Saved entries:
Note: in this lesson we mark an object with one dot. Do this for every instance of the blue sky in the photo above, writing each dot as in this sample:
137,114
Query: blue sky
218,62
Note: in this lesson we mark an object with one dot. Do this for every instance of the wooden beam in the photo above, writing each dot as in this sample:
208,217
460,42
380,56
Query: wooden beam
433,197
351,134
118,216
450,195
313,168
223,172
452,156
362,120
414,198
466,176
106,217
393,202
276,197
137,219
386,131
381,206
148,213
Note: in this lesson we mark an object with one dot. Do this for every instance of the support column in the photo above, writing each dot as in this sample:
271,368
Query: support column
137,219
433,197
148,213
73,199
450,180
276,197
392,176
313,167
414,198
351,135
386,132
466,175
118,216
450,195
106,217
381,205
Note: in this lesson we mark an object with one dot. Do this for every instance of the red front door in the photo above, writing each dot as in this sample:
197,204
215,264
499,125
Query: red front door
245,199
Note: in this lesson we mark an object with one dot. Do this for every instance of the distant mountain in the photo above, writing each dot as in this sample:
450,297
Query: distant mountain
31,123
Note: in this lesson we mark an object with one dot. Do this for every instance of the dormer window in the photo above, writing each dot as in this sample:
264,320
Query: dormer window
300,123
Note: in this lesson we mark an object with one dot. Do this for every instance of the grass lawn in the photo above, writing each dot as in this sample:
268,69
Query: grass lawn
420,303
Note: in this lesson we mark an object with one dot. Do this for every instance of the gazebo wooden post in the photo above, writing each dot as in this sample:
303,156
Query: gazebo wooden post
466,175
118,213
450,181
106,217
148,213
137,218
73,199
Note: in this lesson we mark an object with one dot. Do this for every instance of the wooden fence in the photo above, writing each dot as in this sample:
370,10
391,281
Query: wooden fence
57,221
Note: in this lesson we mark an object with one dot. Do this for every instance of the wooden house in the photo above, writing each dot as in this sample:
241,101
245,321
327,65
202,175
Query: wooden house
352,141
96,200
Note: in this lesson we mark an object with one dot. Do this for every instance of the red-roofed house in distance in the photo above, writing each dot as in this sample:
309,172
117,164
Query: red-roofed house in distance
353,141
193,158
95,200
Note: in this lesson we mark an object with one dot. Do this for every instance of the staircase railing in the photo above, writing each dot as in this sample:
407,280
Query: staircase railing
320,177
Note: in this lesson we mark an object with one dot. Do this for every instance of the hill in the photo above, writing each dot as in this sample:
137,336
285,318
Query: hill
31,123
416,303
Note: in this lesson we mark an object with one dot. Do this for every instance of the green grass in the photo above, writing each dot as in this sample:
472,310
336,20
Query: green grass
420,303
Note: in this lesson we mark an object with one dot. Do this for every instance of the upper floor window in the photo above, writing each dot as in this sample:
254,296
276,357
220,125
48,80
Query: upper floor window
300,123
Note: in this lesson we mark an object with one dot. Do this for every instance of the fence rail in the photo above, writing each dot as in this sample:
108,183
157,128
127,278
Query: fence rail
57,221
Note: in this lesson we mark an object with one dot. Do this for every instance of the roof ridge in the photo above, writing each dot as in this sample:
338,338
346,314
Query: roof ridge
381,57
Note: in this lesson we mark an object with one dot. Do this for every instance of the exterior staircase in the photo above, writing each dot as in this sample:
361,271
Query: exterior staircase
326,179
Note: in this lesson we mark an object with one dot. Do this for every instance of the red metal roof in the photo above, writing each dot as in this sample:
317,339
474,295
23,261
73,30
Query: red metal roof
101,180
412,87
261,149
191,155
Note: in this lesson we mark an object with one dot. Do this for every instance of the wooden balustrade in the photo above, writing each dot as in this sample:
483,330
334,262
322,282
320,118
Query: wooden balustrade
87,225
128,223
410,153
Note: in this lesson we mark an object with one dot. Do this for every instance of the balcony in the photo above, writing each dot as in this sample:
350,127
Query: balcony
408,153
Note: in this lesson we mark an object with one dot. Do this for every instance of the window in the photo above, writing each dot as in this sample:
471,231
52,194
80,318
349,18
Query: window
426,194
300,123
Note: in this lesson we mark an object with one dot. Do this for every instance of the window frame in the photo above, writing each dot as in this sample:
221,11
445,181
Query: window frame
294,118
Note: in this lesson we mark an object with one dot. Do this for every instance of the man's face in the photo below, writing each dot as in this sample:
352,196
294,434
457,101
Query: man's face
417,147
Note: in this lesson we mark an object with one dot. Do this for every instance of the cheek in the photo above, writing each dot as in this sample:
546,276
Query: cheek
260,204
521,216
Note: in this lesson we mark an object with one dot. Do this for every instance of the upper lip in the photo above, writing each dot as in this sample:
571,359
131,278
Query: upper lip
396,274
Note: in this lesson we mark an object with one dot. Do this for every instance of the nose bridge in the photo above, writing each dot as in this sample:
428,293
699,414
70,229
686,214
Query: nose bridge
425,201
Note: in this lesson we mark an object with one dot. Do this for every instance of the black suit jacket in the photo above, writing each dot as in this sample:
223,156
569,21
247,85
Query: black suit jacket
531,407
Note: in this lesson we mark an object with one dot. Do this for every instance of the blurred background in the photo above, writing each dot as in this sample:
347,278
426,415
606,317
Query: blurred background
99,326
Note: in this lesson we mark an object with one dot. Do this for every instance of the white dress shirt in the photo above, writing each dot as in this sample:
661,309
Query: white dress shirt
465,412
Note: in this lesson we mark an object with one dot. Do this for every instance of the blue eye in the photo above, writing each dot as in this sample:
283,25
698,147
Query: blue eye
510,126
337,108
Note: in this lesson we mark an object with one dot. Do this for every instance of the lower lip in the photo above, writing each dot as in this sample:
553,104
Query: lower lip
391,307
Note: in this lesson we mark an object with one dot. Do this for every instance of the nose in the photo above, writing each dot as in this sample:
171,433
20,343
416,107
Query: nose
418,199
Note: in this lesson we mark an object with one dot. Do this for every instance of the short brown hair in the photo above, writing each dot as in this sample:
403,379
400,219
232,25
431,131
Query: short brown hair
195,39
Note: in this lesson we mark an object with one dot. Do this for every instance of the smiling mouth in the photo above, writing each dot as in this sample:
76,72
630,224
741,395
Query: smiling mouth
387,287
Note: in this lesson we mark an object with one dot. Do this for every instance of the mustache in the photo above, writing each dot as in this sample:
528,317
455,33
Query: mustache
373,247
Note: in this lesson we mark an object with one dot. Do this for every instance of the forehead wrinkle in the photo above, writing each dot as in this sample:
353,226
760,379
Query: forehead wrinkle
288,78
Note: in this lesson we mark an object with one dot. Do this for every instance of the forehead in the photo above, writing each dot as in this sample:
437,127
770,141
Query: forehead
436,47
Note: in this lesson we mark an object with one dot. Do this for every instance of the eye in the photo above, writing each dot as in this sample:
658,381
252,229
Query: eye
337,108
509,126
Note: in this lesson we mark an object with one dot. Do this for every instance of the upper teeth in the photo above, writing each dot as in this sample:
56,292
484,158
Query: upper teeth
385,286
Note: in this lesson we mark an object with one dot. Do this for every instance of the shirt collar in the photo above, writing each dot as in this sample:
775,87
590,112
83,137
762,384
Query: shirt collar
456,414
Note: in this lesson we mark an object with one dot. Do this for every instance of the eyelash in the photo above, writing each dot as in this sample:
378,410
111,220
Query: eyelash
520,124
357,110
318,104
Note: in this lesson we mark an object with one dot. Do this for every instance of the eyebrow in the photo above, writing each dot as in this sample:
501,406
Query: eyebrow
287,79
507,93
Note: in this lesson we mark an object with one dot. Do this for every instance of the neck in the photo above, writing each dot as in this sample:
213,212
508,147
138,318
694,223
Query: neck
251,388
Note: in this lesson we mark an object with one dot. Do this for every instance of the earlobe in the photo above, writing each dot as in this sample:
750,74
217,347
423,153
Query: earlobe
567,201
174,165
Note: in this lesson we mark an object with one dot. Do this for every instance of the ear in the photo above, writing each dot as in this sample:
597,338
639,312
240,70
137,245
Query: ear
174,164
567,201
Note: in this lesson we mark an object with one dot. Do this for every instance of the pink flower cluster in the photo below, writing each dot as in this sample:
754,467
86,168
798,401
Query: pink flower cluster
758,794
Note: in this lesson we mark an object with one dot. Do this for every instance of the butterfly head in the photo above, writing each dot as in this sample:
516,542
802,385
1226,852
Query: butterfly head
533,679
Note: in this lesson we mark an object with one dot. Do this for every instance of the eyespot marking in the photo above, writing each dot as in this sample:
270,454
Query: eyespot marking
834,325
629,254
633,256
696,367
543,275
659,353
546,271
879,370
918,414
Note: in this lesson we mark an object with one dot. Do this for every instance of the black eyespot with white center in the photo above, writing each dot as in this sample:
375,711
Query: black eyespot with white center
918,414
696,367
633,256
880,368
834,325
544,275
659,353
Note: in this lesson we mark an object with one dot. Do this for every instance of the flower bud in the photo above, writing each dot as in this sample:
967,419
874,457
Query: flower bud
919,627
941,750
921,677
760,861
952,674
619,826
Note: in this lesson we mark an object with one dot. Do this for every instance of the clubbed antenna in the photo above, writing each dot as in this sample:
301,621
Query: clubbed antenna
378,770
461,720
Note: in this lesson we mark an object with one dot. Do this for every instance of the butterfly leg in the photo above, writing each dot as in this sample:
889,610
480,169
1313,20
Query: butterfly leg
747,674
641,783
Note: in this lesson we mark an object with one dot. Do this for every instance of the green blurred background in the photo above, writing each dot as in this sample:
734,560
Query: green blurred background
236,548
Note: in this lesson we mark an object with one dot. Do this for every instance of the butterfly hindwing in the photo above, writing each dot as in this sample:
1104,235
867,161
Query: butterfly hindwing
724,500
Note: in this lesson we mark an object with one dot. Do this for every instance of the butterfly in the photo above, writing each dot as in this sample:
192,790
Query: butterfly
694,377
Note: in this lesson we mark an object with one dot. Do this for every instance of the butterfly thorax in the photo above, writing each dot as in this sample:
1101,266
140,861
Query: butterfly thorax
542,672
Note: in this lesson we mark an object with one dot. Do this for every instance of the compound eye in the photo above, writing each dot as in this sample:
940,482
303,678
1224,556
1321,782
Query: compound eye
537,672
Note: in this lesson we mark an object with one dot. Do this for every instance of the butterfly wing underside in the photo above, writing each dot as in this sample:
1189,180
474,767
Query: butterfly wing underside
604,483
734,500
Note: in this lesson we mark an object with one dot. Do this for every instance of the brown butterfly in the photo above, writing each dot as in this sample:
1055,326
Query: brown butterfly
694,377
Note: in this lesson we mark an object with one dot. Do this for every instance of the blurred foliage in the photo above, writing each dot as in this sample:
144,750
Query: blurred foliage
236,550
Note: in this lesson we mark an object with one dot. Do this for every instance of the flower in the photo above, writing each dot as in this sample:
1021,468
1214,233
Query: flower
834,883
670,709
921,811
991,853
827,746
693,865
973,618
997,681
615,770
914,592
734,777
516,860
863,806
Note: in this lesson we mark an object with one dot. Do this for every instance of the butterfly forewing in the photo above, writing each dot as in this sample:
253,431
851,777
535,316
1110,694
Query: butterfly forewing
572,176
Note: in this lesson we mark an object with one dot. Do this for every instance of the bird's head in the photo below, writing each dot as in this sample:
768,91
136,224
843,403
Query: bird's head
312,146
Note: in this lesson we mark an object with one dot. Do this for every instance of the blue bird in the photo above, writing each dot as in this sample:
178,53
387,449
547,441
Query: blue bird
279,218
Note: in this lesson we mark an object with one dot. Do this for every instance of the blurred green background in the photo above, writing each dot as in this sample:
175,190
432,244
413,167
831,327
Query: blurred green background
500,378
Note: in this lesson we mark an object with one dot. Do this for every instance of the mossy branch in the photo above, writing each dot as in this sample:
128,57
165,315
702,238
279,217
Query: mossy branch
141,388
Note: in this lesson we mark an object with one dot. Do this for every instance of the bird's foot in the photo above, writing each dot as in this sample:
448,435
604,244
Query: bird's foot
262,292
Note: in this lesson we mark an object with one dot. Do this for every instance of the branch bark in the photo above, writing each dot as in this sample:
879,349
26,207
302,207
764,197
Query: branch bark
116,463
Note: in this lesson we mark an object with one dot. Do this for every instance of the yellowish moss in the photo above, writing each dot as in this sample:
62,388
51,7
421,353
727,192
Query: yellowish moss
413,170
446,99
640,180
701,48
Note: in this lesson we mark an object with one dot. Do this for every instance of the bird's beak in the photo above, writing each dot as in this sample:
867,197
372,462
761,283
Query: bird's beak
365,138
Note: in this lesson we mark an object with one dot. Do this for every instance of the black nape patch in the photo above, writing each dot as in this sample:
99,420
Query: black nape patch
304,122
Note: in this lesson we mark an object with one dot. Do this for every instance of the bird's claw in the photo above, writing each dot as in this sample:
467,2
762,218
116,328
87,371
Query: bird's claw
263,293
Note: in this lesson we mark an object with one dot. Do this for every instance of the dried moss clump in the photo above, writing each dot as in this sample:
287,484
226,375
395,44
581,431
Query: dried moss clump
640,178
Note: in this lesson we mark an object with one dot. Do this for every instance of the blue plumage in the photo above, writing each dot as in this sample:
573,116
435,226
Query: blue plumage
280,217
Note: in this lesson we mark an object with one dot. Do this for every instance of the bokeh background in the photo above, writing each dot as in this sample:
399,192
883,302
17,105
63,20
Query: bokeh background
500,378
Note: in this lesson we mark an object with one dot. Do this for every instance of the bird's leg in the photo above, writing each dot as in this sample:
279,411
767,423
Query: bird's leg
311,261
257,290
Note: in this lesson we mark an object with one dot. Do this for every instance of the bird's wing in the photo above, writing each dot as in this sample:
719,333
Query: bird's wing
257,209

=== What is needed ===
Consider the entries above and return each line with the string "below".

=== Task response ===
Note: in this lesson we mark an object with one dot. Do this for every instance of the man's face in the photo below, writing each dot as in this sample:
Note: in this lesson we mark an object with one dot. Do this for every instance of the pink flower cluster in the photo below, writing each dot as in this sample:
Note: in this lesson we mark an object with one dot. Do this for every instance of the bird's head in the photo below, writing each dot as in this sample:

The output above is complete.